La casa farmaceutica che abbia promosso, mediante la fornitura di un farmaco, una sperimentazione clinica, eseguita da una struttura sanitaria a mezzo dei propri medici, può essere chiamata a rispondere a titolo contrattuale dei danni sofferti dai soggetti cui sia stato somministrato il farmaco, a causa di un errore dei medici “sperimentatori”. Lo ha sancito la terza sezione civile della Cassazione con la sentenza 10348/21.
Una donna accusa le due dottoresse dell’ospedale, che l’avevano invitata alla cura e non l’avevano informata adeguatamente sugli gli effetti collaterali che il farmaco avrebbe potuto avere. Infatti, dopo due mesi di trattamento, aveva riscontrato problemi cardiocircolatori. Pertanto, aveva chiesto la condanna dell’ospedale e della casa farmaceutica al risarcimento dei danni.
La possibilità di fondare la responsabilità contrattuale della casa farmaceutica su un “contatto sociale” è da escludere, in quanto la donna ha avuto rapporti diretti soltanto con i sanitari dell’Azienda Ospedaliera.

(Dati di localizzazione dei punti)
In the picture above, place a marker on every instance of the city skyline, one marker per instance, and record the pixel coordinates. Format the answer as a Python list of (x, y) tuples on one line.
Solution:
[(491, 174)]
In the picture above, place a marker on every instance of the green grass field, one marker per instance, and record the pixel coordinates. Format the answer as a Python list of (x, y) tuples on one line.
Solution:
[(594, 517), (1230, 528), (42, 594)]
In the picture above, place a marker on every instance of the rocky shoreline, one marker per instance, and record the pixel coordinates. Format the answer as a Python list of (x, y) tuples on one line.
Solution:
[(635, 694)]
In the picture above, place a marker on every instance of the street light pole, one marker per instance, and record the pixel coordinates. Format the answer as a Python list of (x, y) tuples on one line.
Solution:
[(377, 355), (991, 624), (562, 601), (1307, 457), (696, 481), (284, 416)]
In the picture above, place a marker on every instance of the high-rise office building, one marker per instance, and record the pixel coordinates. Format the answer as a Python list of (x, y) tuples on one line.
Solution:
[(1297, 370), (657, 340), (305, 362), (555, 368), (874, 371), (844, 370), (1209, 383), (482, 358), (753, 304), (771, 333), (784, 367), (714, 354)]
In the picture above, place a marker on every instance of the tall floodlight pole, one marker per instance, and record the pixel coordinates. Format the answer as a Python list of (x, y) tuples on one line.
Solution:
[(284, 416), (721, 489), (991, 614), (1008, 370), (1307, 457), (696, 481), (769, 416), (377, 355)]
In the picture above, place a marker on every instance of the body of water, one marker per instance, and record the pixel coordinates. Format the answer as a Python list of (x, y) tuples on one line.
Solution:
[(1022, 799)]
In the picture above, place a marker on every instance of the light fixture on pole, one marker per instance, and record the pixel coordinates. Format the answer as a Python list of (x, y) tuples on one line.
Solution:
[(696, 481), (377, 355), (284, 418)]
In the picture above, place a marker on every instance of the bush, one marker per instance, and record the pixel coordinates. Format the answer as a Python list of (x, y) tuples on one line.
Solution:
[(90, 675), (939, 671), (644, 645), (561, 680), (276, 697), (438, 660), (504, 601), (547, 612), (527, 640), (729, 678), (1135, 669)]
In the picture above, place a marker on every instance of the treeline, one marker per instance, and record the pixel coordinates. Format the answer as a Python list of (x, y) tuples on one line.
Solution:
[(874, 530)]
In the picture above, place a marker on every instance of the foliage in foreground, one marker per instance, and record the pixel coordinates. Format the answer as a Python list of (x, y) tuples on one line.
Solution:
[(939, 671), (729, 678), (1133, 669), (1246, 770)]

- **Parti dell'esercizio**
1: Aggiorni il passo della sezione del documento compreso tra "Una donna accusa" e "sanitari dell’Azienda Ospedaliera.", estremi inclusi, sostituendo "donna" con "paziente".
2: In base alla sezione del documento, dopo quanto tempo di trattamento la donna aveva riscontrato problemi cardiocircolatori?
3: Prosegua la sezione del documento sulla responsabilità della casa farmaceutica, cominciando dopo l'ultima frase riportata.

- **Risultati per compito**
1:
Una paziente accusa le due dottoresse dell’ospedale, che l’avevano invitata alla cura e non l’avevano informata adeguatamente sugli gli effetti collaterali che il farmaco avrebbe potuto avere. Infatti, dopo due mesi di trattamento, aveva riscontrato problemi cardiocircolatori. Pertanto, aveva chiesto la condanna dell’ospedale e della casa farmaceutica al risarcimento dei danni.
La possibilità di fondare la responsabilità contrattuale della casa farmaceutica su un “contatto sociale” è da escludere, in quanto la paziente ha avuto rapporti diretti soltanto con i sanitari dell’Azienda Ospedaliera.

2: Dopo due mesi di trattamento.

3:
Per poter configurare una responsabilità contrattuale della casa farmaceutica, occorre individuare un inadempimento rispetto ad un’obbligazione che si possa ritenere assunta dalla stessa nei confronti del paziente, ancorché eseguita per il tramite di ausiliari; in difetto, risulta predicabile unicamente una responsabilità extracontrattuale.
In conclusione il Palazzaccio annulla la sentenza di appello affermando che la casa farmaceutica può essere chiamata a rispondere a titolo contrattuale dei danni sofferti dai soggetti”, soltanto ove risulti, che la struttura ospedaliera e i suoi dipendenti abbiano agito quali ausiliari della casa farmaceutica. in difetto, a carico della casa farmaceutica risulta predicabile soltanto una responsabilità extracontrattuale, da accertarsi secondo le regole proprie della stessa.